##### Data for the task

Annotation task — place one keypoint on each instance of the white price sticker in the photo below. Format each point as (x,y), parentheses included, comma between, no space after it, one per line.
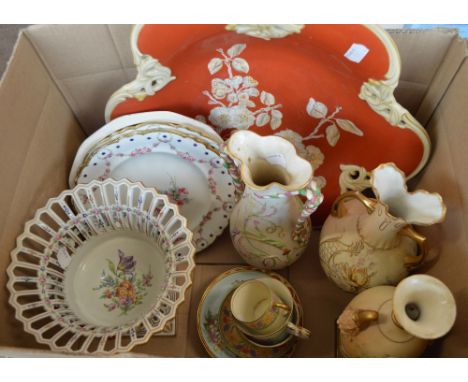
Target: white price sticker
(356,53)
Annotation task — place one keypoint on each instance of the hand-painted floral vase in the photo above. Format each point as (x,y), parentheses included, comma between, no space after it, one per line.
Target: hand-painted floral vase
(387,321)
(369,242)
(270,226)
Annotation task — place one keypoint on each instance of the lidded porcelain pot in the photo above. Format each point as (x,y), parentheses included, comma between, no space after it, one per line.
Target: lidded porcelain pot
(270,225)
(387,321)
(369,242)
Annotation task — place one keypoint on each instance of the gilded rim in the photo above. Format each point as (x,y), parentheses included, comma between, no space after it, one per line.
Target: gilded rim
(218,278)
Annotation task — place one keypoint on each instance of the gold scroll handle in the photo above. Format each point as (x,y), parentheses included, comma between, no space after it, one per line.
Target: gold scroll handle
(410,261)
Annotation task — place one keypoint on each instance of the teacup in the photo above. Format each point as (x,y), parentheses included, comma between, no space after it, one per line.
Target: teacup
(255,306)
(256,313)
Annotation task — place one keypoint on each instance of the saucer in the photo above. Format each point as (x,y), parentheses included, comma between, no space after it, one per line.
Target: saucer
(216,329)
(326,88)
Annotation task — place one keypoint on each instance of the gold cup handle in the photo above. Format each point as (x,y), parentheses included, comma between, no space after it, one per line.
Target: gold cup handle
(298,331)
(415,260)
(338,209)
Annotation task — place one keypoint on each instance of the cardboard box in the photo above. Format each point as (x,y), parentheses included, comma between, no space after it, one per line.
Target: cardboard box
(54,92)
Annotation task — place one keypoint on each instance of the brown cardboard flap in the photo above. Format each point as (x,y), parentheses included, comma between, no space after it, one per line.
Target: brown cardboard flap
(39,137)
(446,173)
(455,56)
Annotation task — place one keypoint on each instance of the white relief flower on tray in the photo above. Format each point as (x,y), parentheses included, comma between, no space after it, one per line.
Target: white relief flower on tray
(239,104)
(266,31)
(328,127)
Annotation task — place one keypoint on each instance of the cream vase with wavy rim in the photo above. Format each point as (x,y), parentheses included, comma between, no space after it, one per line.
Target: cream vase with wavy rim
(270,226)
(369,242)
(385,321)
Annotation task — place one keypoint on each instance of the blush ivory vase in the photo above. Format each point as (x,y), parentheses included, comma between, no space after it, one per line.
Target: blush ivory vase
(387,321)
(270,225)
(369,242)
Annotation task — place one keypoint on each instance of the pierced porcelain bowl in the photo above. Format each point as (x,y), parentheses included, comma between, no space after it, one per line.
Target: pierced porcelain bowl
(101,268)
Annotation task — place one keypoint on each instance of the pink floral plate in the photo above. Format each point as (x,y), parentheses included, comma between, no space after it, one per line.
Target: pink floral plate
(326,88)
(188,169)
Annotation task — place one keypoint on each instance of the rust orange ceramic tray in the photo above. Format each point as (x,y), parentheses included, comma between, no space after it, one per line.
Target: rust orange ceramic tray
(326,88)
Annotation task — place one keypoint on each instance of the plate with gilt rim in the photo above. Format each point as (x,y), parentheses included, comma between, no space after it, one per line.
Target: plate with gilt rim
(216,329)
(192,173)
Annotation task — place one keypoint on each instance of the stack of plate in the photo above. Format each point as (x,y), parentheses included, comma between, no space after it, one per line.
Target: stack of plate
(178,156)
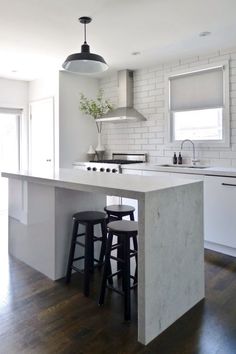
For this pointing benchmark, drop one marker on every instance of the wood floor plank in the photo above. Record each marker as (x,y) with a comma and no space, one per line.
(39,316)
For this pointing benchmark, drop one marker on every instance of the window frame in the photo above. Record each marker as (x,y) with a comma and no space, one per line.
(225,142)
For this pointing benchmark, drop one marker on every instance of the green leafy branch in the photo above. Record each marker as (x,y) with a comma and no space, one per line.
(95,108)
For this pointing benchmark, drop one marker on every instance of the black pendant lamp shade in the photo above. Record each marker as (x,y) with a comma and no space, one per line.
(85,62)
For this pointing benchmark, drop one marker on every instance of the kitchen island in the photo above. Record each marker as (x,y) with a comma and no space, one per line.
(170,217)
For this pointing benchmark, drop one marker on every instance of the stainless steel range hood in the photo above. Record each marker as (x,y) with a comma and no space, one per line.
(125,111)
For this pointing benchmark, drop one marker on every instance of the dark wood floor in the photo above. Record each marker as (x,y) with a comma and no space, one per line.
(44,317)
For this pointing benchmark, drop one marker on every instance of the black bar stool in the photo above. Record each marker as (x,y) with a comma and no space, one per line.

##########

Directive ::
Ignore the images and quote every line of the listing exactly.

Worked solution ::
Annotation task — place one keypoint on each instance of the white price sticker in the photo below. Format each point as (x,y), parentheses included, comma between, no space after it, one per line.
Target: white price sticker
(356,53)
Annotation task — place one keypoint on each instance of the hand-painted floral vase in the photo above. Format each point as (x,y), parentheses included, comma between, no space after it, one per line.
Target: hand-painted floral vase
(387,321)
(369,242)
(270,226)
Annotation task — place one keypoint on each instance of the lidded porcelain pot in the photo above. Format each point as (x,y), parentheses included, comma between, no space after it, one per line.
Target: lidded porcelain pot
(270,225)
(387,321)
(369,242)
Annotation task — place one keypoint on each instance of the gilded rim in the photo above. Format each point as (x,y), parentheses included, comma between, no space after it, one per line.
Target: gilded rim
(218,278)
Annotation task — place one keypoint on each instance of the gold scroll handle in the photo above. Format each point as (x,y), parentheses included, comma between, no space after it, one per line.
Target: gold scroll handle
(410,261)
Annotation task — place one keypoint on each instance of the teacup in the photo above. Format each point as (x,y), parentheses included, comma between, no space after it, one per line.
Target: teacup
(255,306)
(256,313)
Annotation task — place one keypoint on each instance of the saucer in the photo above. Format each point as (x,y), parentheses included, comma between, no space after it, one per line.
Target: saucer
(216,329)
(326,88)
Annotation task — place one keypoint on each instance of the gold cup handle in the photo above. Format each point as (x,y), parentheses included, comma between, no space after it, one per line.
Target: gold cup handle
(298,331)
(415,260)
(338,209)
Annotation task — place one keypoint on each instance of the cardboard box in the photo above. Format each point as (x,y), parentheses included, comma between, no space after it, one per line.
Target: cardboard box
(54,92)
Annotation task — place one keypoint on each instance of the brown cardboard flap in the photo above. Format each point as (x,y), parentheses included, comma between, no space after it, one per line.
Target: brown cardboard flap
(39,137)
(446,173)
(455,56)
Annotation task — place one keypoint on each instance of the white relief flower on tray in the photo above. Format each point as (x,y), parentheses included, comma between, no space after it, one per line.
Target: white relief flower on tray
(239,104)
(266,31)
(328,127)
Annotation task — place one keypoint on each instance of the cream vase with wavy rim in the photo above. Format each point as (x,y), parentheses included, comma between, no space after it, one per line.
Target: cream vase with wavy rim
(270,226)
(369,242)
(385,321)
Annotation task — place one keypoint on each instance of the blush ivory vase in the photo above. Format each point as (x,y), parentheses included, comma between, no space after it, one per line.
Target: blush ivory vase
(387,321)
(270,225)
(369,242)
Annotation task — place one keypoint on each instance of the pierced porcelain bowl in the photo above. Format each point as (x,y), parentheses included, comma between, no space after it, one per line.
Target: pierced porcelain bowl
(101,268)
Annotation task — place one keypoint on each instance of the pink floral plate in the photo above. Format each point as (x,y), parentheses included, comma between, no space after it, one per line.
Target: pink floral plate
(326,88)
(188,169)
Annotation task — place one keypoint on each instance of the rust orange ceramic tray in the photo above. Format each point as (x,y), parentheses included, comma between, no space after it, one per line.
Target: rust orange ceramic tray
(326,88)
Annotation task — place one keypoint on each instance of the plate with gilt rim in the photo above. Format each point as (x,y), parentheses included, comma between, no space after it, one per line.
Target: plate with gilt rim
(216,329)
(192,173)
Annotation task — place one keypoint on each instance of the stack of plate in the photo above. Format each point as (x,y), parentheses included, comma between, no space after it, one per line.
Target: stack of plate
(178,156)
For this pointing benchmark, drop one marker on every instance of the wood floor plank in the photo above. Record each marker as (x,y) with a comma and no space, one per line.
(39,316)
For this pointing benchmark, drop one marker on every instance of the window frame in the photo above. Record each marker as (x,y) with a comma and no space, one per line.
(225,142)
For this pointing benchmark, drop one marker on every instance of the green leafy branch in the photo above. Record each marker as (x,y) with a comma and no space, one per line.
(95,108)
For this pointing benchmark, drop one marker on every instance of the black pendant lamp shade in the photo above. Record each marker as (x,y) with a comma and no space, one per line.
(85,62)
For this pointing benchmark, drop one marker on every instance of the kitchen island in the photo above. Record each marker as (x,y) with a comma and no space, one per line.
(170,217)
For this pointing benchmark, drop one marker on every instance of the stainless steel range hood in the photo above. Record each marker as (x,y) with a comma and no space, one per line.
(125,111)
For this pointing benchmark, drop one marker on every instance of the dark wood floor in the photo above. Record each marker as (x,y) with a comma and no space, one per line.
(44,317)
For this pointing benchmark, drop one marker on every instance of the black bar stool in the photo above. Record each marker as (x,y) with a comma and no space, one per line.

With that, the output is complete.